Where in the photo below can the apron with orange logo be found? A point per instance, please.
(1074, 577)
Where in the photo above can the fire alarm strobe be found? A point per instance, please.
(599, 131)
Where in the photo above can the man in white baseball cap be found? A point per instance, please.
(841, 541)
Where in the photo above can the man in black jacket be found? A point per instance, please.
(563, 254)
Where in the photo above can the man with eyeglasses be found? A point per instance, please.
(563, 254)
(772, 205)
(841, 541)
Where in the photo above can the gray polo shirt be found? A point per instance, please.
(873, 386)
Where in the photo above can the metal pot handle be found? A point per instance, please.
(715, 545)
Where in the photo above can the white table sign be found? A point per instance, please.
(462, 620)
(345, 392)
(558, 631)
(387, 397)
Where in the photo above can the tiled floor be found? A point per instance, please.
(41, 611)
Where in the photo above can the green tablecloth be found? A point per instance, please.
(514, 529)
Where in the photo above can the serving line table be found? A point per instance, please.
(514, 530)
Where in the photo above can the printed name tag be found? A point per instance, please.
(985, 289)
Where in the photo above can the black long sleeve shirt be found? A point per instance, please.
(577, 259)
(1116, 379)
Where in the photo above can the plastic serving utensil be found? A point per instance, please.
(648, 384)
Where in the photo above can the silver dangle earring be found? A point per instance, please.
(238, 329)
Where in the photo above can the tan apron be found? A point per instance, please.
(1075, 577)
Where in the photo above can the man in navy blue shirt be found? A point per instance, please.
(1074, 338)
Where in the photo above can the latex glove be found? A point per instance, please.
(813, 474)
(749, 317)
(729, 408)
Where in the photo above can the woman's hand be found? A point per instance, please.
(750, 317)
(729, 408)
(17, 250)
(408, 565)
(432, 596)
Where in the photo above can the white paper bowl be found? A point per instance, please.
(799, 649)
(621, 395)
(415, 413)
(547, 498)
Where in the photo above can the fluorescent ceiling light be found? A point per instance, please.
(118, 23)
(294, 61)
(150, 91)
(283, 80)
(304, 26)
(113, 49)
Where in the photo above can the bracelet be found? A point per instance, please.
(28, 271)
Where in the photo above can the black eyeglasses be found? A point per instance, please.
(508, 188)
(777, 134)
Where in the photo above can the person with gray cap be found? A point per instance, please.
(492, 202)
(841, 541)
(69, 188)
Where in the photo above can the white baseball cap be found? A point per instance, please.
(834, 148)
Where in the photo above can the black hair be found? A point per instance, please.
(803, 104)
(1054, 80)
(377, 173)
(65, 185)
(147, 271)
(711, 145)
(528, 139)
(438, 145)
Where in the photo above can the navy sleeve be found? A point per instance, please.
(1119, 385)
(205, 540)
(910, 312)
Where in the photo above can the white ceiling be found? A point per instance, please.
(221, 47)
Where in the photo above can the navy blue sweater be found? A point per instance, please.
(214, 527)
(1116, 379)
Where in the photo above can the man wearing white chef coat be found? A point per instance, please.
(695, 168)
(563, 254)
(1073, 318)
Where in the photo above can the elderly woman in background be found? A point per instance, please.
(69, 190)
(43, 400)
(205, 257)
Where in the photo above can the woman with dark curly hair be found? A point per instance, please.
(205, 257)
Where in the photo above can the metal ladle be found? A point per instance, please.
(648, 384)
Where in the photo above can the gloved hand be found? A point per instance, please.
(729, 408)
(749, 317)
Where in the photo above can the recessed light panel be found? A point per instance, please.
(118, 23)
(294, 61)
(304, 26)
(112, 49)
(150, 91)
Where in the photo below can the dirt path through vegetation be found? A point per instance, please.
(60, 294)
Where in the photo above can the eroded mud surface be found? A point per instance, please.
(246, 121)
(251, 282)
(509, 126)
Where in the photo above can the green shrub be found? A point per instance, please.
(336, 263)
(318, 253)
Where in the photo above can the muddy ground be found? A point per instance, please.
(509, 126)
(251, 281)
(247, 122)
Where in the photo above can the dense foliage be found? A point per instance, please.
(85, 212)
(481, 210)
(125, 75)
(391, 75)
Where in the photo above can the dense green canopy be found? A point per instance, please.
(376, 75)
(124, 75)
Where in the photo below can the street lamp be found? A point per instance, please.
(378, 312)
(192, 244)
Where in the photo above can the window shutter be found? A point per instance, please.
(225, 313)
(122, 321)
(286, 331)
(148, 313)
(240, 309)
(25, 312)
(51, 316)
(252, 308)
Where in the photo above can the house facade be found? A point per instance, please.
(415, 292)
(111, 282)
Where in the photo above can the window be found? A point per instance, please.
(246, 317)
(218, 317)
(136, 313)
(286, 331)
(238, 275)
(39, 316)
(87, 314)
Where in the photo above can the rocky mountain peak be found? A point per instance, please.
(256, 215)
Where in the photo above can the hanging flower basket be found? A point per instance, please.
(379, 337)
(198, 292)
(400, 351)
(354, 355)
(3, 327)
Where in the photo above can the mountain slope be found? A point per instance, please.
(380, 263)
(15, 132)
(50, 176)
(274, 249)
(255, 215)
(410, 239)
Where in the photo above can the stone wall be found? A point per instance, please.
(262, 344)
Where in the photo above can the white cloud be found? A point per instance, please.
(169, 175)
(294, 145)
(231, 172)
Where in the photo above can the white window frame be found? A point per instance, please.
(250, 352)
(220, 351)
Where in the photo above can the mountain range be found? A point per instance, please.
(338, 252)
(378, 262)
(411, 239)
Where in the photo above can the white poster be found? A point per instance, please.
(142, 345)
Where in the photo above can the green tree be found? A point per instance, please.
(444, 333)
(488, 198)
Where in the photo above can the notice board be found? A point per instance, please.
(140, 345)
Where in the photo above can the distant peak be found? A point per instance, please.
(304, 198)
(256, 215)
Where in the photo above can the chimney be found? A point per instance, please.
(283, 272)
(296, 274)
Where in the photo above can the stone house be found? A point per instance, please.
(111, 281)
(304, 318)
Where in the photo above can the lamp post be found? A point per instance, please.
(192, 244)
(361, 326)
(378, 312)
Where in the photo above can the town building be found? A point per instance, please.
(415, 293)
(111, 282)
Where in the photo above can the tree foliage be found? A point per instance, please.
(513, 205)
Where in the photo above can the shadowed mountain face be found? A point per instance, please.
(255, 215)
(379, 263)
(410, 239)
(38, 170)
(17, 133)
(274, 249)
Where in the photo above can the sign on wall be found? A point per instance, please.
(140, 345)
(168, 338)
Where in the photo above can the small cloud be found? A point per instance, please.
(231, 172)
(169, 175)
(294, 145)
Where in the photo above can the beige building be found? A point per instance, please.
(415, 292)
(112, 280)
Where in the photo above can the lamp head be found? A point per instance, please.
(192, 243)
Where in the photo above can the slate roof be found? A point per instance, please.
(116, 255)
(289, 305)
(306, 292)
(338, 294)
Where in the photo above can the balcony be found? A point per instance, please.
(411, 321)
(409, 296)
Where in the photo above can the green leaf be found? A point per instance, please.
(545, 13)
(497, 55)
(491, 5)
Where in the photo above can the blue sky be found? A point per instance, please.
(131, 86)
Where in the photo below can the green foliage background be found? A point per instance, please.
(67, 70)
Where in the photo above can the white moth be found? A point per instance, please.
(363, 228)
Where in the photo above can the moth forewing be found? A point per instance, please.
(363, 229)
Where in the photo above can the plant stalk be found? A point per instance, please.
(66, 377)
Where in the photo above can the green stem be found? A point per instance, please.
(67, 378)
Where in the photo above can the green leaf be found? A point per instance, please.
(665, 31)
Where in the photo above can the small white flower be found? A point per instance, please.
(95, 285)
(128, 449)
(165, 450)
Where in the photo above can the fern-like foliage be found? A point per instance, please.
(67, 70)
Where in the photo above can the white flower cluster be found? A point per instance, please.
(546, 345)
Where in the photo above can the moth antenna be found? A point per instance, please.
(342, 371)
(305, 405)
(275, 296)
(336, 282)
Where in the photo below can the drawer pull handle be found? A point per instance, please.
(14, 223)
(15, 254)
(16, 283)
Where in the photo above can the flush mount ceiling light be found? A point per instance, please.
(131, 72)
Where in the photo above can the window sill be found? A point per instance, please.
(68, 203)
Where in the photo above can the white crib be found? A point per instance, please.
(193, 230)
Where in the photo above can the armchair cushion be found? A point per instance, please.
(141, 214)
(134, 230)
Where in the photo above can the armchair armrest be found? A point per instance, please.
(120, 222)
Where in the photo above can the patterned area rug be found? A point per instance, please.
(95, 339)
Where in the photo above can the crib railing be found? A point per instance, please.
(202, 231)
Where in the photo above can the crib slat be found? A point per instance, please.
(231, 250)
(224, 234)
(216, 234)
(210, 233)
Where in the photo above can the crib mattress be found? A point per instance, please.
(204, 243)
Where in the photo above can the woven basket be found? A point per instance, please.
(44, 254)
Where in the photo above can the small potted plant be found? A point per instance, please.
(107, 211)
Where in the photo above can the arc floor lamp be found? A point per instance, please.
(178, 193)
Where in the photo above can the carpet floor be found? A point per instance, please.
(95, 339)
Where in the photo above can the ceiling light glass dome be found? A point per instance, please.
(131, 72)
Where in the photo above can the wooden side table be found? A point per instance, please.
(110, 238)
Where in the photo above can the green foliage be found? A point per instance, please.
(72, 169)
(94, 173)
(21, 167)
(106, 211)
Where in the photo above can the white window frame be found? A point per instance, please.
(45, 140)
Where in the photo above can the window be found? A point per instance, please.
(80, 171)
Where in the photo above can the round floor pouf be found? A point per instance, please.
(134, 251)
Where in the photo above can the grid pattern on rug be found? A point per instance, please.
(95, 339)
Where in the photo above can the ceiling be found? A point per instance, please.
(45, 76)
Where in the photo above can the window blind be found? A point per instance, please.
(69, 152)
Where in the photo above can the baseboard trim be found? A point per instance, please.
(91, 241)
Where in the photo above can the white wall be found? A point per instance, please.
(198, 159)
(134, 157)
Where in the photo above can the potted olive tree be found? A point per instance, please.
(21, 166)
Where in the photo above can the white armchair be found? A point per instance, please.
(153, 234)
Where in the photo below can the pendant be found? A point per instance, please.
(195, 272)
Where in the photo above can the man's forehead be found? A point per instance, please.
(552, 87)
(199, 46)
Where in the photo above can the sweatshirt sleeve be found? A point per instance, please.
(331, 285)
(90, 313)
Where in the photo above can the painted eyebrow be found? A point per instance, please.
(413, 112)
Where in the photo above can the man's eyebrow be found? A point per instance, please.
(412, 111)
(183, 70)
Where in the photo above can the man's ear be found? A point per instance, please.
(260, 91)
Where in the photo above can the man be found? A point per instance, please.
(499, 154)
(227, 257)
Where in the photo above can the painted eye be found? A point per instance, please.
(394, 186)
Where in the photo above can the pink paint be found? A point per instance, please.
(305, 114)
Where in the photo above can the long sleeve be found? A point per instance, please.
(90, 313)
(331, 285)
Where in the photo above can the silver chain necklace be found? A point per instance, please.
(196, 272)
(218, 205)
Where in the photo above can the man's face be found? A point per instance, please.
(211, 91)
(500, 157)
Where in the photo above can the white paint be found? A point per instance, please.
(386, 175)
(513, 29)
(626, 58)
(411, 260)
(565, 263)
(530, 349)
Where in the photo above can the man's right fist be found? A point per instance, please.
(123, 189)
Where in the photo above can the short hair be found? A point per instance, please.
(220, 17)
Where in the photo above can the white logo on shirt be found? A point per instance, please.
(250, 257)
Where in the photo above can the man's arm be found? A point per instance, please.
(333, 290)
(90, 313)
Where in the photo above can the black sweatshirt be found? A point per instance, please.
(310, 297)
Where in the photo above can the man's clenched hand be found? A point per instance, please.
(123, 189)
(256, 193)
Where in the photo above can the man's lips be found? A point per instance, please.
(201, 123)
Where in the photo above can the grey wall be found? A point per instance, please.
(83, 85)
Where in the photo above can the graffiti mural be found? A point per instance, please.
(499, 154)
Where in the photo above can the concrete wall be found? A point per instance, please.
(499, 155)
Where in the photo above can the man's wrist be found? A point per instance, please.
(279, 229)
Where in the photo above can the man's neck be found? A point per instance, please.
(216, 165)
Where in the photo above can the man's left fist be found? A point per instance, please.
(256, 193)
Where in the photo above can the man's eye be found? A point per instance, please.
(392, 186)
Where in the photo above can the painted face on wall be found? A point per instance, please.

+-------+

■ **What is required**: Quote only the lines from the line containing "Where in the photo above can the black sweatshirt" through the end of the entries, keeping the first and the last.

■ **Correct result**:
Where in the photo above can the black sweatshirt be found? A point per instance, please.
(310, 297)
Where in the photo above can the man's clenched hand be found? A point per instance, please.
(123, 189)
(256, 193)
Where in the photo above can the man's lips be found? A point per instance, please.
(201, 123)
Where in the photo above can the grey wall be found? A point per instance, please.
(83, 85)
Where in the photo above can the graffiti mural be found? A point per instance, please.
(499, 154)
Where in the photo above can the concrete wall be found? A point per instance, please.
(499, 155)
Where in the photo above can the man's wrist be found? A point per instance, please.
(279, 229)
Where in the photo above can the man's neck be found? A point per instance, please.
(216, 165)
Where in the photo above can the man's left fist be found? A point per instance, please.
(256, 193)
Where in the photo above can the man's eye be found? A point per instance, please.
(392, 186)
Where in the photo above can the painted face on wall be found? A point per instance, please.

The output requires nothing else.